#### [Text passage]

_____

The popular virtual gathering will be held Oct. 3 from 12 noon to 1:15 pm ET and will focus on the DIW-inspired theme: “Building Connected Communities: Sustaining Momentum.” The event is free and open for registration here.
Building on the success of our previous events, we are excited to present a fun and informative agenda that will cover:
- On-going efforts to save the Affordable Connectivity Program (ACP) and lessons-learned on boosting ACP enrollment
- Outreach to covered populations
- The power of ethical storytelling in digital inclusion work
- How telehealth can be a key driver of broadband adoption
- The nexus between infrastructure and digital equity
The keynote speaker for the event will be Joshua Edmonds, CEO of Digital C, the Cleveland-based nonprofit technology social enterprise. Edmonds will focus on the link between building appropriately-motivated physical networks and how infrastructure and digital equity work go hand-in-hand.

_____

Data items:
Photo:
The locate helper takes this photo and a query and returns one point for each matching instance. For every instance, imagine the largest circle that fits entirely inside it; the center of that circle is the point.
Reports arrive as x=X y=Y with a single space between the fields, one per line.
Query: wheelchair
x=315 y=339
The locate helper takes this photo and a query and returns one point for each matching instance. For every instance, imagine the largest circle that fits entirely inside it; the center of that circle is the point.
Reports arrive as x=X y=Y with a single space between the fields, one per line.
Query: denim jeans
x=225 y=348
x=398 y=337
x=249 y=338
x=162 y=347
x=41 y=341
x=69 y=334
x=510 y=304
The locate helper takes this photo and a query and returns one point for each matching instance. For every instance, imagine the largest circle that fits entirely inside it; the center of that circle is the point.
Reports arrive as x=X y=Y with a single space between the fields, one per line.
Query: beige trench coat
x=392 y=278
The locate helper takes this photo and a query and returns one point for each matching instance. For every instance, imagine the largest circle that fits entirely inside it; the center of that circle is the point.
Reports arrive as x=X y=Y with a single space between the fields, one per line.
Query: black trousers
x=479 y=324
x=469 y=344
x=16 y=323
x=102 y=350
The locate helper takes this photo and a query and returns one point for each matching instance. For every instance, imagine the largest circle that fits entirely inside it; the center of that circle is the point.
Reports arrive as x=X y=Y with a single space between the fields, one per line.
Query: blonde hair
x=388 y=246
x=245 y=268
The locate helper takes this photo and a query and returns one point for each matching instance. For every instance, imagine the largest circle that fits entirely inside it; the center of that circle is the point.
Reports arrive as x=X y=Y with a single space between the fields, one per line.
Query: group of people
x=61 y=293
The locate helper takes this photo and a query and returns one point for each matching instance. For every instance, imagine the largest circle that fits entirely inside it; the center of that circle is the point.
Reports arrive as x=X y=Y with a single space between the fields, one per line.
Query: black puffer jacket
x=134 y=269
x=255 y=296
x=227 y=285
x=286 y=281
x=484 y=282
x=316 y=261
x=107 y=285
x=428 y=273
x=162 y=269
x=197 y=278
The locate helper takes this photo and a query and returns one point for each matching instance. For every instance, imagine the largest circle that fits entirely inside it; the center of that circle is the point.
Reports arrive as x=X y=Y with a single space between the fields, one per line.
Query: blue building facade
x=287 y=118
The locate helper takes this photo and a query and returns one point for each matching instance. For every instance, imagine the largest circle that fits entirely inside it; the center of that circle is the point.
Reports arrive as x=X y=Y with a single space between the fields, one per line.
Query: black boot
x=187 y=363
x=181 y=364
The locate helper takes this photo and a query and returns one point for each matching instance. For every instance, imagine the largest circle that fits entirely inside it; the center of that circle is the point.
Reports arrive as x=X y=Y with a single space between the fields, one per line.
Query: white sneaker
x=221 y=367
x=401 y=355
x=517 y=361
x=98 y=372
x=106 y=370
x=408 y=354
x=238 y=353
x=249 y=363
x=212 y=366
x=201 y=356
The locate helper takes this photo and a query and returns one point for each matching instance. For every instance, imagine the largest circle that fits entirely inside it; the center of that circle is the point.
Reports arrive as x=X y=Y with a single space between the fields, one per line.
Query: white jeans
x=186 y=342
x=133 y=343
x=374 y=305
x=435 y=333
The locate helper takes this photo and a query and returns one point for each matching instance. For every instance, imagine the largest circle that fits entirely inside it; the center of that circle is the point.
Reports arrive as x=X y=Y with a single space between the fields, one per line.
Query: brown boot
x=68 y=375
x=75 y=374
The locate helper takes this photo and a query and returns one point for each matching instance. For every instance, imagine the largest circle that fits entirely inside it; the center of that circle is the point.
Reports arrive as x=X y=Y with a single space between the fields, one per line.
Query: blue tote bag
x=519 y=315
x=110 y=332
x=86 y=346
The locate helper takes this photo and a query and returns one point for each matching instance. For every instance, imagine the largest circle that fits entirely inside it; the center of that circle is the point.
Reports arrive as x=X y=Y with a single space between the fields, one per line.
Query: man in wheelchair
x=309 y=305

_____

Summarize the event announcement in two sentences.

A free virtual gathering on the theme "Building Connected Communities: Sustaining Momentum" will be held Oct. 3 from 12 noon to 1:15 pm ET. Its agenda covers efforts to save the Affordable Connectivity Program, outreach to covered populations, ethical storytelling, telehealth as a driver of broadband adoption, and the nexus between infrastructure and digital equity, and the keynote will be given by Joshua Edmonds, CEO of Digital C.